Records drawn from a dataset
__________
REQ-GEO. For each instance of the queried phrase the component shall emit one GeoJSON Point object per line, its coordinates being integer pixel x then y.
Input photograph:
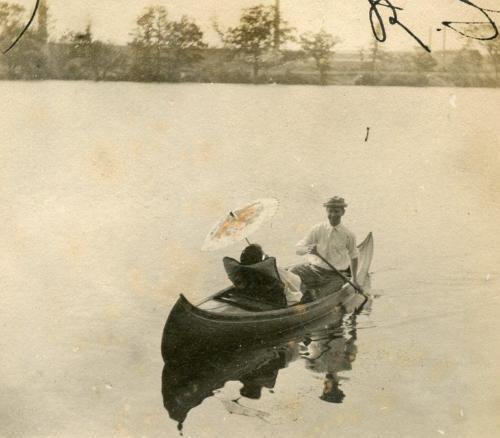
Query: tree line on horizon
{"type": "Point", "coordinates": [254, 51]}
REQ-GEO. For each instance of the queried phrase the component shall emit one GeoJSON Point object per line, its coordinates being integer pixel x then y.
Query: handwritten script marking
{"type": "Point", "coordinates": [484, 11]}
{"type": "Point", "coordinates": [376, 18]}
{"type": "Point", "coordinates": [379, 31]}
{"type": "Point", "coordinates": [33, 15]}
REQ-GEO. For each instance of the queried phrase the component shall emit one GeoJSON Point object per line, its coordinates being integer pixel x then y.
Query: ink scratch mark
{"type": "Point", "coordinates": [33, 15]}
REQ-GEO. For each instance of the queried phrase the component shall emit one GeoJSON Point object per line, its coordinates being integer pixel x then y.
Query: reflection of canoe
{"type": "Point", "coordinates": [187, 382]}
{"type": "Point", "coordinates": [216, 323]}
{"type": "Point", "coordinates": [190, 375]}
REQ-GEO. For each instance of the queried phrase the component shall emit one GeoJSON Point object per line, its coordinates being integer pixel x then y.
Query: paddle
{"type": "Point", "coordinates": [316, 253]}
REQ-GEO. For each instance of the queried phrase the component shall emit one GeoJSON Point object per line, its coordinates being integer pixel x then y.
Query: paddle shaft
{"type": "Point", "coordinates": [340, 273]}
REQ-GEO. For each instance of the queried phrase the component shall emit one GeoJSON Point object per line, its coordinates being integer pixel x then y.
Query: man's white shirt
{"type": "Point", "coordinates": [336, 244]}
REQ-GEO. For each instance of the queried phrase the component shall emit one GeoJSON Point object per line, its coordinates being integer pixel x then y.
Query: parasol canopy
{"type": "Point", "coordinates": [238, 224]}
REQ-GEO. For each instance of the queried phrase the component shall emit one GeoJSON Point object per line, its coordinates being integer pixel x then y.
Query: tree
{"type": "Point", "coordinates": [28, 58]}
{"type": "Point", "coordinates": [88, 58]}
{"type": "Point", "coordinates": [256, 36]}
{"type": "Point", "coordinates": [184, 45]}
{"type": "Point", "coordinates": [162, 48]}
{"type": "Point", "coordinates": [319, 47]}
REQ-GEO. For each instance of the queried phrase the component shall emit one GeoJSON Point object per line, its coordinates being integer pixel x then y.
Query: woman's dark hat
{"type": "Point", "coordinates": [336, 201]}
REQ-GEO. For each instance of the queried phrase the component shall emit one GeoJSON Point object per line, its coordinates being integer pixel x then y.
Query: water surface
{"type": "Point", "coordinates": [108, 191]}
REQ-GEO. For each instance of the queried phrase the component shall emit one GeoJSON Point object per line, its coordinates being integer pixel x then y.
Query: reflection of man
{"type": "Point", "coordinates": [335, 243]}
{"type": "Point", "coordinates": [331, 356]}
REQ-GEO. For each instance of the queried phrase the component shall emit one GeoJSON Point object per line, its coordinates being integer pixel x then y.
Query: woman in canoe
{"type": "Point", "coordinates": [258, 277]}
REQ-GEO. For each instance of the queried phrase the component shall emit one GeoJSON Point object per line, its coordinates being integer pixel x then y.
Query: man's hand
{"type": "Point", "coordinates": [312, 249]}
{"type": "Point", "coordinates": [358, 287]}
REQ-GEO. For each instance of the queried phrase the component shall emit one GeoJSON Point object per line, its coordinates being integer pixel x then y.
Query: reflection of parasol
{"type": "Point", "coordinates": [240, 223]}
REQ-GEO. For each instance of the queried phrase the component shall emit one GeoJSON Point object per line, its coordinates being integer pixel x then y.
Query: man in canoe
{"type": "Point", "coordinates": [336, 244]}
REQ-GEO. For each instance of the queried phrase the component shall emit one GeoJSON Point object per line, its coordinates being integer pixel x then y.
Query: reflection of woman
{"type": "Point", "coordinates": [265, 375]}
{"type": "Point", "coordinates": [331, 355]}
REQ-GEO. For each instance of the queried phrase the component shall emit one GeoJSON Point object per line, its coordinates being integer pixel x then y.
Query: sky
{"type": "Point", "coordinates": [113, 20]}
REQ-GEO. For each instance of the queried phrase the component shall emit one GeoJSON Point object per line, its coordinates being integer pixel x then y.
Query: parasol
{"type": "Point", "coordinates": [238, 224]}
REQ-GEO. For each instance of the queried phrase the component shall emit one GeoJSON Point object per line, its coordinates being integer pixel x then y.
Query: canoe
{"type": "Point", "coordinates": [216, 322]}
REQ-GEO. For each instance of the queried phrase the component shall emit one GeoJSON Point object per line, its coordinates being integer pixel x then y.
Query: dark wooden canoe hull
{"type": "Point", "coordinates": [192, 324]}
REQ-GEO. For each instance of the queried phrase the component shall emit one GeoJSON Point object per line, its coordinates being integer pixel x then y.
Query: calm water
{"type": "Point", "coordinates": [108, 191]}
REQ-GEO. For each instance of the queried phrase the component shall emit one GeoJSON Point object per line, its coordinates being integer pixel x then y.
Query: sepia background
{"type": "Point", "coordinates": [109, 188]}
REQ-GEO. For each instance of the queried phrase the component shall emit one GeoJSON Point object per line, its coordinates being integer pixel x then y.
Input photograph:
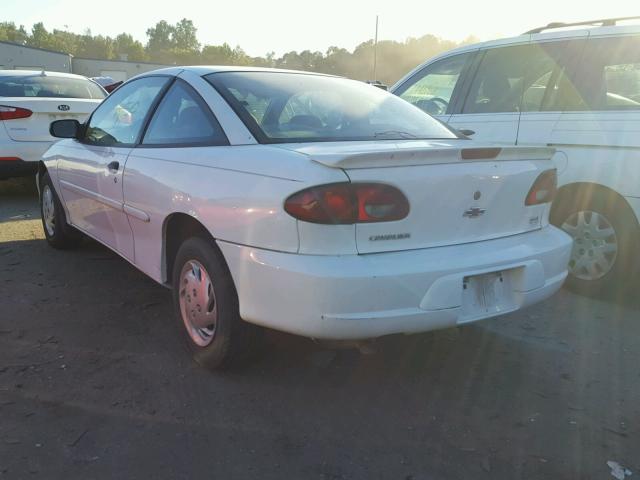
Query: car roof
{"type": "Point", "coordinates": [207, 69]}
{"type": "Point", "coordinates": [563, 33]}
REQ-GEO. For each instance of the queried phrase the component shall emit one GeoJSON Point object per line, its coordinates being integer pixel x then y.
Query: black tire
{"type": "Point", "coordinates": [626, 236]}
{"type": "Point", "coordinates": [59, 233]}
{"type": "Point", "coordinates": [233, 340]}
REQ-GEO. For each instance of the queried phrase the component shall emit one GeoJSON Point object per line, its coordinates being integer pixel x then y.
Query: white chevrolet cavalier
{"type": "Point", "coordinates": [306, 203]}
__________
• Exercise instructions
The expected output is each record, copied exactly, and nothing in place of the pictures.

• Output of the task
REQ-GEO. For each instance of the queried phrase the component shall emit one GeoJSON Point object per line, its coordinates being integer pixel x then y.
Input photograph:
Query: tree line on horizon
{"type": "Point", "coordinates": [254, 51]}
REQ-GEO. For each instance of the queried phrase the component shall emit one GeoJSON Point object per line, its coordinates being integer pixel x then y.
Query: handwritten script marking
{"type": "Point", "coordinates": [484, 11]}
{"type": "Point", "coordinates": [376, 18]}
{"type": "Point", "coordinates": [379, 31]}
{"type": "Point", "coordinates": [33, 15]}
REQ-GEO. For each instance of the queried phrase the component shall emit one GeoJSON Point object per line, its coordinates being integer pixel x then y.
Query: ink scratch mark
{"type": "Point", "coordinates": [33, 15]}
REQ-GEO. For each instance of the queried phrase the component shall emit one GeoJSON Point object per line, its coordinates being integer pixel x then y.
Query: reflection of canoe
{"type": "Point", "coordinates": [187, 382]}
{"type": "Point", "coordinates": [216, 323]}
{"type": "Point", "coordinates": [190, 375]}
REQ-GEO. For each instance of the queried phrase the component shall emit one GeoJSON Point object per line, its coordinates being integer pixel x then y.
Query: paddle
{"type": "Point", "coordinates": [316, 253]}
REQ-GEO. For each instance of the queried phrase the component shall emit one GeoJSON Point object per line, its coordinates being integer pixel x then y.
Query: paddle shaft
{"type": "Point", "coordinates": [340, 273]}
REQ-GEO. For each instance of the queried phrase the component shall emit one GeoJSON Point object per line, its coordinates being integer pixel x then y.
Query: man's white shirt
{"type": "Point", "coordinates": [336, 244]}
REQ-GEO. For each instance of the queried phrase the component shall emit one GeoJSON Point object per line, its coordinates being integer pixel x then y.
Query: parasol canopy
{"type": "Point", "coordinates": [238, 224]}
REQ-GEO. For each instance of the queried phrase the component shall emit one GeoJSON Point object per line, its coordinates being integer pixel x then y.
Query: tree
{"type": "Point", "coordinates": [28, 58]}
{"type": "Point", "coordinates": [88, 58]}
{"type": "Point", "coordinates": [256, 36]}
{"type": "Point", "coordinates": [184, 45]}
{"type": "Point", "coordinates": [162, 48]}
{"type": "Point", "coordinates": [319, 47]}
REQ-GEO. For each instance of the queried phrase the component shall emit one GeoJSON Point object per line, its coordinates being integer pixel x then y.
Query: woman's dark hat
{"type": "Point", "coordinates": [336, 201]}
REQ-GEO. For each instance of the queried phrase the component shall emit one GeoJSON Point object per line, its coordinates being integer pixel x then y.
Query: water surface
{"type": "Point", "coordinates": [108, 191]}
REQ-GEO. For each instance of the queried phrase the component shall emit one GeoJSON Point object per line, its coordinates being integer pixel x then y.
Query: reflection of man
{"type": "Point", "coordinates": [335, 243]}
{"type": "Point", "coordinates": [331, 356]}
REQ-GEO. For each instance of the queried phrase the component shall emit one GeoJSON Point object per line, its coordinates being integer pixel x then y.
Query: woman in canoe
{"type": "Point", "coordinates": [258, 277]}
REQ-GEO. For each instance of the queried phrase the component shall emit one GeoJSON Point object per line, its coordinates being integer pixel x then y.
Query: man's hand
{"type": "Point", "coordinates": [312, 249]}
{"type": "Point", "coordinates": [358, 287]}
REQ-GEO. For each instance of the queried phrase the component shall emit one GeoJSON Point object per line, its coordinates being integer pixel x then y.
Query: reflection of parasol
{"type": "Point", "coordinates": [240, 223]}
REQ-GEO. For each instance of the queried phrase the component shall emit one GeoJSON Point object per line, its coordinates being integer pixel x then y.
Query: man in canoe
{"type": "Point", "coordinates": [336, 244]}
REQ-GEO. For each instance of the queried phrase the component shall emit one GeoJSON Point object per line, its coordinates being integer pixel x then y.
Query: reflection of woman
{"type": "Point", "coordinates": [265, 375]}
{"type": "Point", "coordinates": [331, 355]}
REQ-GEO. For each instance of the queried phrase the component shall emit one GeoJSON Point object per line, its coordinates being integer pixel x then y.
Query: sky
{"type": "Point", "coordinates": [113, 20]}
REQ-GEO. For each instance of the queried phrase the component shall emit one GeoJSON Point object per line, its coordinates being integer pixel x then y.
Query: parasol
{"type": "Point", "coordinates": [238, 224]}
REQ-GEO. For each instance of the queried phrase the component shall emit one GeoJSON Point object per line, its coordinates being integer pixel x then y.
Query: canoe
{"type": "Point", "coordinates": [216, 322]}
REQ-GEO. For each instance of the queried phrase the component shall emit one GeoJSON Point object per line, its coordinates being integer pixel x then y.
Query: dark wooden canoe hull
{"type": "Point", "coordinates": [192, 324]}
REQ-GEO. For each instance of the queried phrase the component shall emit one GeoJSON Point object per line, its coordinates being integer pixel x then y.
Query: calm water
{"type": "Point", "coordinates": [108, 191]}
REQ-GEO. For each instance of the queried phrase the component shall emit one GeoJSON Point object per line, its coordinates being integer pixel x then y.
Query: sepia background
{"type": "Point", "coordinates": [109, 188]}
REQ-GEO. For each instance of the queried phrase the component shall emit one GeoJSON Point object per line, its coordinates being integer pixel x then y.
Input photograph:
Query: car roof
{"type": "Point", "coordinates": [207, 69]}
{"type": "Point", "coordinates": [563, 33]}
REQ-GEO. For each instance of the queried phrase the component shall emit one GeoJSON Point object per line, its coordinates being integer pixel x then y.
Query: black tire
{"type": "Point", "coordinates": [626, 236]}
{"type": "Point", "coordinates": [59, 233]}
{"type": "Point", "coordinates": [233, 340]}
REQ-GEO. For each instance of the queried phrase the component shall emit one GeoJSON Point object per line, its coordinates being integer pixel x then y.
Query: white chevrolet cavalier
{"type": "Point", "coordinates": [306, 203]}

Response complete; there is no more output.